[Source text]

A lot of people risk it because they’re still hungry, they have something to prove. A lot of people risk it because they’re just kind of risk-blind, they just don’t see risk. I can think of people in each of these categories.
HOFFMAN: When the time came for Mariam to launch her second company, she didn’t want to take a lot of risk. She wanted what’s known as a lifestyle business. The kind of business that’s predictable and fairly safe, with a steady stream of revenue that supports a comfortable lifestyle for its owners. No big risks. No crazy drama. At least that’s what she thought.
NAFICY: This time I said to myself, “Let’s not bring in all the VCs at the beginning, I know what I’m doing this time.” So I chose no co-founder this time, no VC this time. Let’s figure out how to build, perhaps, a sustainable lifestyle business, a cash-flow business – this is what I was thinking at the beginning.

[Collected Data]
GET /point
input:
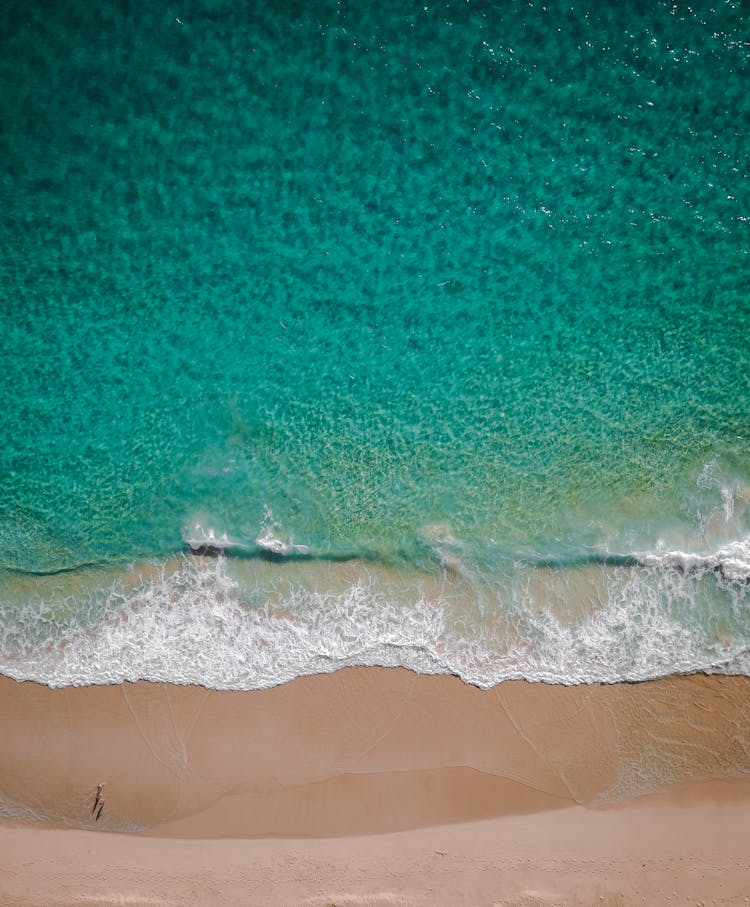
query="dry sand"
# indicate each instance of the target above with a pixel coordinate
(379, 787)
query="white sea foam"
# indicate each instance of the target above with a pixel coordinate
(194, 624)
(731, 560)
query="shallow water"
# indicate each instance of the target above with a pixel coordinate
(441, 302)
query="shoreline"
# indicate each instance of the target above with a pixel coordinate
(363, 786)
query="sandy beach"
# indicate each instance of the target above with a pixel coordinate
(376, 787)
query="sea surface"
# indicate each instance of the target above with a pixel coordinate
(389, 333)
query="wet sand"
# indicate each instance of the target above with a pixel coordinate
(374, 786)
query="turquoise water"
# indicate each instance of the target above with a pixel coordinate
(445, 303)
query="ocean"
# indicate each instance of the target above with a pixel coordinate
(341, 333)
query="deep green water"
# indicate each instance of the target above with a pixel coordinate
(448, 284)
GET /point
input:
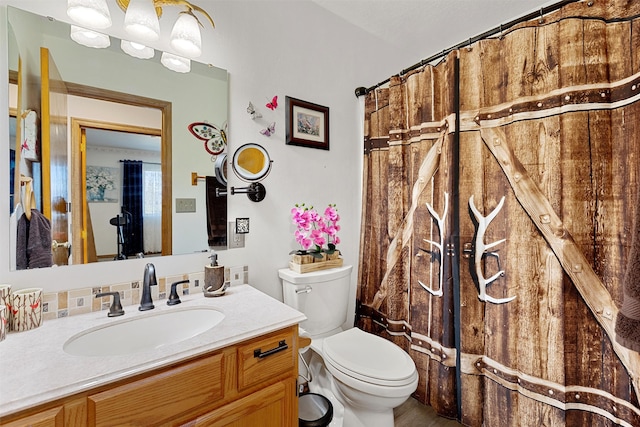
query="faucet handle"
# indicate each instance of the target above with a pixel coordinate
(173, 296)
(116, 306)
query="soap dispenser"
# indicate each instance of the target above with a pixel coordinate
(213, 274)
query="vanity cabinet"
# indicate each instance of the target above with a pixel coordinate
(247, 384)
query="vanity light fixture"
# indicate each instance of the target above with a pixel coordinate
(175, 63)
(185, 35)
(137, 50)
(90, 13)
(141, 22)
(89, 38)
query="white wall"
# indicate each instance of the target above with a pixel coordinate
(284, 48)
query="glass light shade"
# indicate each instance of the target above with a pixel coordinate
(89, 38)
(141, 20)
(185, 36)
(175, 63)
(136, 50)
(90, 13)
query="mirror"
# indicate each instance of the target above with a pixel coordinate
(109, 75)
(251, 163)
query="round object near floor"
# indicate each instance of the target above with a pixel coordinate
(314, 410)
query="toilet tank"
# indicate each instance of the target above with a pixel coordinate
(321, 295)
* * *
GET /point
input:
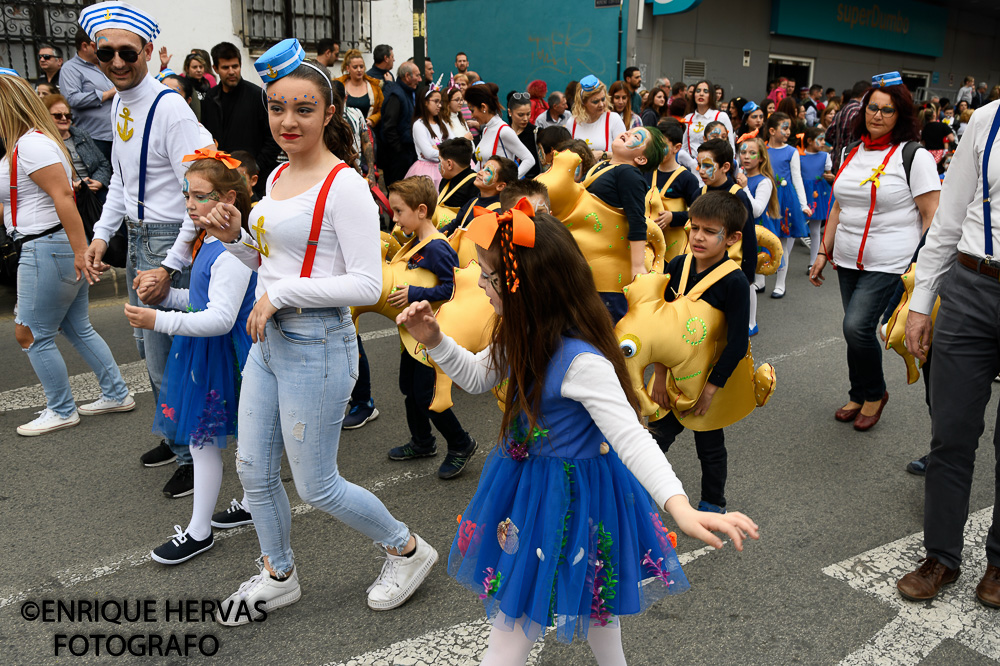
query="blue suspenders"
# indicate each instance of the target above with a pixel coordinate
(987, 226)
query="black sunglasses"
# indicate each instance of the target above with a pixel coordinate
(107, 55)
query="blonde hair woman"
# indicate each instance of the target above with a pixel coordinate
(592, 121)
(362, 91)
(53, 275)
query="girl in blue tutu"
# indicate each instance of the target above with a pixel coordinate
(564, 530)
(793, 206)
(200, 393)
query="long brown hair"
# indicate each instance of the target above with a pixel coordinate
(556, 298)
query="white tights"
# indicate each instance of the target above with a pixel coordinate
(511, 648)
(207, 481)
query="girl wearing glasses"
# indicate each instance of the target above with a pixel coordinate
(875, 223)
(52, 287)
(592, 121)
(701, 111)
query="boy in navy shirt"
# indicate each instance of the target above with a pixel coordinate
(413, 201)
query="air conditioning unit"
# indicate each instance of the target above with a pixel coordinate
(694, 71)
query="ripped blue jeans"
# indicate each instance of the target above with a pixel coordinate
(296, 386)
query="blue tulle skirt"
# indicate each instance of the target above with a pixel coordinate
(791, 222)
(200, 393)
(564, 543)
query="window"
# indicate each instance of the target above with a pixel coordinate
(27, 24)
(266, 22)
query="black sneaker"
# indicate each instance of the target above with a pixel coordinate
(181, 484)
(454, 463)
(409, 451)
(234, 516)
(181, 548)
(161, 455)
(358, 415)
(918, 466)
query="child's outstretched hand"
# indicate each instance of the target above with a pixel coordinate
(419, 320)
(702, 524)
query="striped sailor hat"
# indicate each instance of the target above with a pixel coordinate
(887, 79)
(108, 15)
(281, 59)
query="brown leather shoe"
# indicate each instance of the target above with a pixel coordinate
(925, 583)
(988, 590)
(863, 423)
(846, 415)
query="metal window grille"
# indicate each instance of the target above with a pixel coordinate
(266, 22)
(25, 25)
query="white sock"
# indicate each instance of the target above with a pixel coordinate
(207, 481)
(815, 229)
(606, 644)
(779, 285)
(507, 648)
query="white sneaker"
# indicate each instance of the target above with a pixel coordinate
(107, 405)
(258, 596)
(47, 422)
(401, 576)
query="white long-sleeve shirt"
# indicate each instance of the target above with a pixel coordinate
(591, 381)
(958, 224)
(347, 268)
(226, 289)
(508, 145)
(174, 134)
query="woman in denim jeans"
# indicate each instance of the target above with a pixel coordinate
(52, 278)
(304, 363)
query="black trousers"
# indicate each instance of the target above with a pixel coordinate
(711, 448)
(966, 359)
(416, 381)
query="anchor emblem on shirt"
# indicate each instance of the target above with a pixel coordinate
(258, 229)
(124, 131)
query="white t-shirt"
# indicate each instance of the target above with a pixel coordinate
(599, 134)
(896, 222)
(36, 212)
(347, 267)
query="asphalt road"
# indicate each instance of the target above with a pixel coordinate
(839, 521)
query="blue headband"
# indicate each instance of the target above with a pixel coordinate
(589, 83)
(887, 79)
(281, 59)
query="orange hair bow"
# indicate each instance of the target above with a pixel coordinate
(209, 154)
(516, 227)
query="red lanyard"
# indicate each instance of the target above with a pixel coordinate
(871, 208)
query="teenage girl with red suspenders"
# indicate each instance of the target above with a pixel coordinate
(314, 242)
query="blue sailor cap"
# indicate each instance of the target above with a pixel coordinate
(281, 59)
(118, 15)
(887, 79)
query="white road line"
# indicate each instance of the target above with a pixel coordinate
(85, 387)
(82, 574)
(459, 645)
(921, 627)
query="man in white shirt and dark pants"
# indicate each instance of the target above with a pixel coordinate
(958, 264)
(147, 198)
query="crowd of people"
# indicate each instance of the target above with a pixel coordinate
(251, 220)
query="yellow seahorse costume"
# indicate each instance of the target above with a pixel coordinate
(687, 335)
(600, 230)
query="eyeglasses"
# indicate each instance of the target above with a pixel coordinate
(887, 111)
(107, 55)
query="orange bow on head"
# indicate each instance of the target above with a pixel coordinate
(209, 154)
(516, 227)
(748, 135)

[Exercise requirements]
• A. Print the passage on starting a lifestyle business from "HOFFMAN: When the" up to and including "what she thought.".
• B. Identify each line of the entries that contains the string "jeans", and copy those lines out. Treat uppercase and lowercase as different.

[Expected results]
• A.
HOFFMAN: When the time came for Mariam to launch her second company, she didn’t want to take a lot of risk. She wanted what’s known as a lifestyle business. The kind of business that’s predictable and fairly safe, with a steady stream of revenue that supports a comfortable lifestyle for its owners. No big risks. No crazy drama. At least that’s what she thought.

• B.
query="ripped blue jeans"
query="woman in denim jeans"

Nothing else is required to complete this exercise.